5G is the next generation of wireless networks and promises a mobile experience that’s 10x to 100x faster than today’s 4G networks. When more smartphones and networks support 5G tech, it will have far-reaching consequences for consumers, from the cars we drive (or that drive us) to the food we eat to the safety of our roads to the ways we shop to the entertainment we share with family and friends.
Today, 5G may seem confusing even as it’s widely hyped. We’re here to help you sort fact from fiction, weed through the acronyms and jargon, and figure out when and how 5G can change the way you live. And we’ll keep you from getting caught up in hyperbole — and empty promises.
Is it about Speed?
N0! It is about latency; which is the the response time between when you click on a link or start streaming a video on your phone, which sends the request up to the network, and when the network responds, delivering you the website or playing your video. The lag time on current networks is around 20 milliseconds, but 5G reduces that to about 1 millisecond.
How does it work?
5G initially used super-high-frequency spectrum, which has shorter range but higher capacity, to deliver a massive pipe for online access. But given the range and interference issues, the carriers are also using lower-frequency spectrum; the type used in today’s networks to help ferry 5G across greater distances and through walls and other obstructions.
Are there other benefits?
Yes. The 5G network is designed to connect a far greater number of devices than a traditional cellular network does. 5G can power multiple devices around you, whether it’s a dog collar or a refrigerator. The 5G network was also specifically built to handle equipment such as farm equipment or ATMs. It’s also designed to work differently on connected products that don’t need a constant connection, like a sensor for fertilizer. Those kinds of low-power scanners are intended to work on the same battery for 10 years and still be able to periodically send data.
Can’t I just pick up 5G with my current smartphone?
No. 5G technology requires a specific set of antennas to tap into specific bands. For instance, Sprint‘s LG V50 is specifically tuned for its 5G network. Likewise, the Samsung Galaxy S10 5G is tuned for Verizon’s network and its millimeter wave spectrum. Many of the phones will use Qualcomm’s X50 modem, which is designed specifically to tap into specific 5G bands. Later phones will use a second-generation chip that picks up more spectrum bands.
Anything I should worry about? Any health risks?
High-frequency spectrum is the key to that massive pickup in capacity and speed, but there are drawbacks. The range isn’t great, especially when you have obstructions such as trees or buildings. As a result, carriers will have to deploy a lot more small cellular radios around any areas that get a 5G signal.
There have long been lingering concerns that cellular signals may cause cancer. Unfortunately, there haven’t been a lot of studies to conclusively prove or disprove a health risk. That opens the door to concerns about 5G. While some of those networks will run at super-high frequencies, researchers note that it still falls under the category of radiation that isn’t supposed to be harmful to our cells. Still, critics say there isn’t enough research into this issue and that the studies that have been conducted weren’t adequate. The World Health Organisation lists cellular signals as a potential carcinogen. But it also notes pickled vegetables and coffee as carcinogens too. It’s something people are worried about.
+--
● **Tasks to carry out**
A: What lag time does the 5G passage give for current networks?
B: Reproduce the part of the 5G passage starting at "N0! It is about" and ending at "does it work?".
C: Put this sentence from the 5G passage into Spanish: "The 5G network is designed to connect a far greater number of devices than a traditional cellular network does."
Rely only on the 5G passage for your answers.

[Free-text object descriptions]
+--
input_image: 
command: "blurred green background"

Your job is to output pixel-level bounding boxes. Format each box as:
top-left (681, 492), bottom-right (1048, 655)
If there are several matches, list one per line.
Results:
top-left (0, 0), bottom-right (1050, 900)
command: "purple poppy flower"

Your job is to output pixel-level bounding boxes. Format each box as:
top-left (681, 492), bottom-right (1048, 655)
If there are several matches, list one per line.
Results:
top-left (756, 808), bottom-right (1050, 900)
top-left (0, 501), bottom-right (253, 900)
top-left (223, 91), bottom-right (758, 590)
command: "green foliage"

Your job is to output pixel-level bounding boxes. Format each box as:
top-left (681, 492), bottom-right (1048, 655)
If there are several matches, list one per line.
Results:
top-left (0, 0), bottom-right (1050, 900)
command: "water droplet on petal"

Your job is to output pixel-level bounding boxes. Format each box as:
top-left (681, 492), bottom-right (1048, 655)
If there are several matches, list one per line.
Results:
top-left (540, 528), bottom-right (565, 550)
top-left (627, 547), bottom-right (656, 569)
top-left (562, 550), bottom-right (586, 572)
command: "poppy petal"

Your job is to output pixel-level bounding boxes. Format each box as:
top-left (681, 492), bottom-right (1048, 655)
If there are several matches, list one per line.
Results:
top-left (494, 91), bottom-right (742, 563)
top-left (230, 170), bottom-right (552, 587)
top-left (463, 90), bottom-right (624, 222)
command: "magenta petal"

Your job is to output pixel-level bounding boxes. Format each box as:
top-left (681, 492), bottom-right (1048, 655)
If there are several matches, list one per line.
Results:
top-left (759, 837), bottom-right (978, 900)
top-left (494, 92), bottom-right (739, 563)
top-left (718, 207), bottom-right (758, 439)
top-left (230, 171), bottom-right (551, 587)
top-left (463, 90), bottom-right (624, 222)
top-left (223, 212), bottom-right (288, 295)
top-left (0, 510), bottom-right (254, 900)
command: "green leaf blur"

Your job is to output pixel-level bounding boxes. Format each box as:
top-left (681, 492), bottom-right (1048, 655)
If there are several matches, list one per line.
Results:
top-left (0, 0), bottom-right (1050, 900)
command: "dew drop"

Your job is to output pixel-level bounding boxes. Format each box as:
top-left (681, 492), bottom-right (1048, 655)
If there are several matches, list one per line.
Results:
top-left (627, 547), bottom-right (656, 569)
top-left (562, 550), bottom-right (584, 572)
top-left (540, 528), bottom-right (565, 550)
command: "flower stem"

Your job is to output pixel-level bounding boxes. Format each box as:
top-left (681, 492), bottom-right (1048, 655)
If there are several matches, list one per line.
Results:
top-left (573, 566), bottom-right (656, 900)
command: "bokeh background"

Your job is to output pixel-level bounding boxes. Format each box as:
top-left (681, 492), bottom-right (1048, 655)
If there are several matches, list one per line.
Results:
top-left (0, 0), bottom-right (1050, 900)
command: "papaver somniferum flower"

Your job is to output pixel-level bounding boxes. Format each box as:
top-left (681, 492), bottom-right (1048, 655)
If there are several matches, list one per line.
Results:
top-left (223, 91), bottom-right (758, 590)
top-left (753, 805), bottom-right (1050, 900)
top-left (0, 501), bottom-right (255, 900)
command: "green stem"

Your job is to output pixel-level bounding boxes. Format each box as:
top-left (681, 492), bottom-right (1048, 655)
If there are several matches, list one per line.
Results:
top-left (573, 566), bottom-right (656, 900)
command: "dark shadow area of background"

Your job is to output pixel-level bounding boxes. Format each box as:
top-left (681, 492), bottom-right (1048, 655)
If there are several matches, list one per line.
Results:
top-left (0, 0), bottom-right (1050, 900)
+--
● **Completed exercise**
A: Around 20 milliseconds.

B:
N0! It is about latency; which is the the response time between when you click on a link or start streaming a video on your phone, which sends the request up to the network, and when the network responds, delivering you the website or playing your video. The lag time on current networks is around 20 milliseconds, but 5G reduces that to about 1 millisecond.
How does it work?

C: La red 5G está diseñada para conectar un número mucho mayor de dispositivos que una red celular tradicional.